## Work to be completed
Exactly reproduce each entry, leaving out nothing.

Excerpts of pointing data
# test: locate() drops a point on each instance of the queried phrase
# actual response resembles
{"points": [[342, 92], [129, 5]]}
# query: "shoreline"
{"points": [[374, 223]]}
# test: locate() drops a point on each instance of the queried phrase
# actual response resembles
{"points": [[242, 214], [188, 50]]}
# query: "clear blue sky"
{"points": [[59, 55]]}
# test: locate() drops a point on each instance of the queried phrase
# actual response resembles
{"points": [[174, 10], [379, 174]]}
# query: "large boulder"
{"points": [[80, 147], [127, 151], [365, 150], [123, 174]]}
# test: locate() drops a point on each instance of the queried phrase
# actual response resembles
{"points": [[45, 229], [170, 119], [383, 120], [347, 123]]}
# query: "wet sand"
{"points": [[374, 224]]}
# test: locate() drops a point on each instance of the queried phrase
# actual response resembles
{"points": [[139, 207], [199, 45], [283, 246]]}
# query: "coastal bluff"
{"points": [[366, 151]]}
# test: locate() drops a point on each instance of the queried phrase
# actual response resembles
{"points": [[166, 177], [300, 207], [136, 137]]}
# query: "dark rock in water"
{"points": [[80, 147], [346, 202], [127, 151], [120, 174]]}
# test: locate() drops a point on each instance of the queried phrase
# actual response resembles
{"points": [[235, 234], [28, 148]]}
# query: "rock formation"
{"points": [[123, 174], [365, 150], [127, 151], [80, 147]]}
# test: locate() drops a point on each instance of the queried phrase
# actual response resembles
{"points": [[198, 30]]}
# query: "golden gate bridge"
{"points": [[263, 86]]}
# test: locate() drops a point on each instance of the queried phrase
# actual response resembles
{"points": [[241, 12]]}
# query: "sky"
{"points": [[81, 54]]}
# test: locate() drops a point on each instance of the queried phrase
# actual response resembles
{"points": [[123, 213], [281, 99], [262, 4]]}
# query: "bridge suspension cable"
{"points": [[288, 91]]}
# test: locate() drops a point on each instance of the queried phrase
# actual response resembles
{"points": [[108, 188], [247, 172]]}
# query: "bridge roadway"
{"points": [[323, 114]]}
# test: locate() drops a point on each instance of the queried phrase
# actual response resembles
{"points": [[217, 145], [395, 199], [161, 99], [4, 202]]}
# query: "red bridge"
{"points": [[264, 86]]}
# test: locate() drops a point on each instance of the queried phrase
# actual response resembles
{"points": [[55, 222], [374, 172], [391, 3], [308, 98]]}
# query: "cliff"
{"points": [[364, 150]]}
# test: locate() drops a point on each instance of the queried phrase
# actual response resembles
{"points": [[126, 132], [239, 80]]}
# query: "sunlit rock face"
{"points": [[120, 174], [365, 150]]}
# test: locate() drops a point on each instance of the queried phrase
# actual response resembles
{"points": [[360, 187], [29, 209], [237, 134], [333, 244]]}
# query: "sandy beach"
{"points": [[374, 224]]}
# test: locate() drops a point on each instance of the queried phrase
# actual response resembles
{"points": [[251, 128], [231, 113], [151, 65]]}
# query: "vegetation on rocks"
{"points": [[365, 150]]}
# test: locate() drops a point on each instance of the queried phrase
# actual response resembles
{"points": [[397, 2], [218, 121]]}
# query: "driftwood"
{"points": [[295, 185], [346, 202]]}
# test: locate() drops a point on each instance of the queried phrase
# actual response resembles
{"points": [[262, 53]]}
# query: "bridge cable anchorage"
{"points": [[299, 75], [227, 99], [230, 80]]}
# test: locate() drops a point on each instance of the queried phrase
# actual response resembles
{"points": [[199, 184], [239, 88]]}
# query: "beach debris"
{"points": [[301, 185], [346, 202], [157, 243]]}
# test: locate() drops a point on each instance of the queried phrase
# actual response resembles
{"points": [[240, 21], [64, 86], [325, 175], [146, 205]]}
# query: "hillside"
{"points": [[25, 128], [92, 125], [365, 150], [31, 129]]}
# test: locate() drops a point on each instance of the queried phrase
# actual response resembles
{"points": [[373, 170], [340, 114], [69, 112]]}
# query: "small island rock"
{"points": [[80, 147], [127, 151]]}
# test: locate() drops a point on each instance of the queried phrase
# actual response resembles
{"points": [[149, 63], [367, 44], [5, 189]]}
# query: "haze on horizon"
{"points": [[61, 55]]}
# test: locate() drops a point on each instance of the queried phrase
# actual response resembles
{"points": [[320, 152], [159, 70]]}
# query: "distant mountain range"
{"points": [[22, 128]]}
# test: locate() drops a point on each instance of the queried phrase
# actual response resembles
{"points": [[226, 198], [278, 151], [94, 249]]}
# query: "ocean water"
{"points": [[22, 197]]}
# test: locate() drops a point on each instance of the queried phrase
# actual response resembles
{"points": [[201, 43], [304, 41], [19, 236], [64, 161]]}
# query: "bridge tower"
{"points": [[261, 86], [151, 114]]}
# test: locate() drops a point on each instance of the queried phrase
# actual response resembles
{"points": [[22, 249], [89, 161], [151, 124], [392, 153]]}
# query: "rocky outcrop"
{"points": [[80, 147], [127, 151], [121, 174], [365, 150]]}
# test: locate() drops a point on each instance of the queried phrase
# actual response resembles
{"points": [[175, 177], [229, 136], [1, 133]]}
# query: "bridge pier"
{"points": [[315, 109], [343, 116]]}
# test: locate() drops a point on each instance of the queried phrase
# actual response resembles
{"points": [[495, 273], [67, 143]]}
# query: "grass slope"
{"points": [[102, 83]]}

## Exercise output
# test: locate() drops a point on each instance of the queried phrase
# actual response resembles
{"points": [[342, 92], [129, 5]]}
# query: "shoreline"
{"points": [[374, 223]]}
# test: locate() drops a point on each instance of the queried phrase
# actual response resembles
{"points": [[242, 214], [188, 50]]}
# query: "clear blue sky"
{"points": [[59, 55]]}
# test: locate() drops a point on each instance of the queried phrase
# actual response resembles
{"points": [[174, 10], [379, 174]]}
# query: "large boulder"
{"points": [[80, 147], [127, 151], [365, 150], [123, 174]]}
# test: locate() drops a point on each instance of the queried phrase
# actual response resembles
{"points": [[45, 229], [170, 119], [383, 120], [347, 123]]}
# query: "wet sand"
{"points": [[374, 224]]}
# test: locate() drops a point on each instance of the queried phrase
# actual response resembles
{"points": [[139, 207], [199, 45], [283, 246]]}
# query: "coastal bluff"
{"points": [[366, 151]]}
# test: locate() drops a point on each instance of the queried phrase
# actual response resembles
{"points": [[166, 177], [300, 207], [136, 137]]}
# query: "dark rock in water"
{"points": [[80, 147], [346, 202], [127, 151], [120, 174]]}
# test: locate() drops a point on each instance of the queried phrase
# actual response resembles
{"points": [[235, 234], [28, 148]]}
# query: "rock formation"
{"points": [[123, 174], [365, 150], [127, 151], [80, 147]]}
# test: locate() drops a point on each instance of the queried phrase
# actual response resembles
{"points": [[198, 30]]}
# query: "golden gate bridge"
{"points": [[263, 86]]}
# test: locate() drops a point on each instance of the queried phrase
# actual response resembles
{"points": [[241, 12]]}
# query: "sky"
{"points": [[81, 54]]}
# test: locate() drops a point on each instance of the queried phrase
# actual response resembles
{"points": [[123, 213], [281, 99], [262, 4]]}
# query: "bridge suspension cable"
{"points": [[288, 91]]}
# test: locate() drops a point on each instance of the queried phrase
# actual response resembles
{"points": [[108, 188], [247, 172]]}
# query: "bridge roadway"
{"points": [[323, 114]]}
# test: locate() drops a point on each instance of the queried phrase
# actual response resembles
{"points": [[217, 145], [395, 199], [161, 99], [4, 202]]}
# query: "red bridge"
{"points": [[264, 86]]}
# test: locate() drops a point on each instance of the queried phrase
# actual response resembles
{"points": [[55, 222], [374, 172], [391, 3], [308, 98]]}
# query: "cliff"
{"points": [[364, 150]]}
# test: locate() drops a point on each instance of the queried phrase
# actual response resembles
{"points": [[126, 132], [239, 80]]}
# query: "sunlit rock face"
{"points": [[120, 174], [365, 150]]}
# test: locate() drops a point on each instance of the queried phrase
# actual response resembles
{"points": [[360, 187], [29, 209], [237, 134], [333, 244]]}
# query: "sandy beach"
{"points": [[374, 224]]}
# test: locate() drops a point on each instance of the queried phrase
# actual response resembles
{"points": [[251, 128], [231, 113], [151, 65]]}
# query: "vegetation on rocks"
{"points": [[365, 150]]}
# test: locate() drops a point on each instance of the queried phrase
# actual response resembles
{"points": [[397, 2], [218, 121]]}
# query: "driftwood"
{"points": [[295, 185], [346, 202]]}
# test: locate() drops a point on each instance of the queried phrase
# actual response resembles
{"points": [[262, 53]]}
# query: "bridge cable anchorage"
{"points": [[299, 75], [227, 99], [230, 80]]}
# test: locate() drops a point on each instance of the queried phrase
# actual response resembles
{"points": [[199, 184], [239, 88]]}
# query: "beach debris"
{"points": [[301, 185], [346, 202], [157, 243]]}
# test: locate() drops a point on each instance of the queried phrase
# actual response resembles
{"points": [[240, 21], [64, 86], [325, 175], [146, 205]]}
# query: "hillside"
{"points": [[25, 128], [92, 125], [365, 150], [31, 129]]}
# test: locate() drops a point on each instance of the queried phrase
# actual response resembles
{"points": [[373, 170], [340, 114], [69, 112]]}
# query: "small island rock"
{"points": [[80, 147], [127, 151]]}
# test: locate() drops a point on each instance of the queried phrase
# actual response resembles
{"points": [[149, 63], [367, 44], [5, 189]]}
# query: "haze on horizon"
{"points": [[61, 55]]}
# test: locate() drops a point on each instance of the queried phrase
# actual response resembles
{"points": [[320, 152], [159, 70]]}
# query: "distant mountain range"
{"points": [[22, 128]]}
# test: locate() drops a point on each instance of the queried phrase
# actual response resembles
{"points": [[226, 198], [278, 151], [94, 249]]}
# query: "ocean water"
{"points": [[22, 197]]}
# test: locate() drops a point on each instance of the queried phrase
# actual response resembles
{"points": [[201, 43], [304, 41], [19, 236], [64, 161]]}
# query: "bridge tower"
{"points": [[261, 86], [151, 114]]}
# test: locate() drops a point on each instance of the queried phrase
# actual response resembles
{"points": [[22, 249], [89, 161], [151, 124], [392, 153]]}
# query: "rocky outcrop"
{"points": [[80, 147], [127, 151], [121, 174], [365, 150]]}
# test: locate() drops a point on each instance of the queried phrase
# actual response resembles
{"points": [[175, 177], [229, 136], [1, 133]]}
# query: "bridge pier"
{"points": [[315, 109], [343, 116]]}
# test: locate() drops a point on each instance of the queried phrase
# actual response resembles
{"points": [[495, 273], [67, 143]]}
# query: "grass slope"
{"points": [[102, 83]]}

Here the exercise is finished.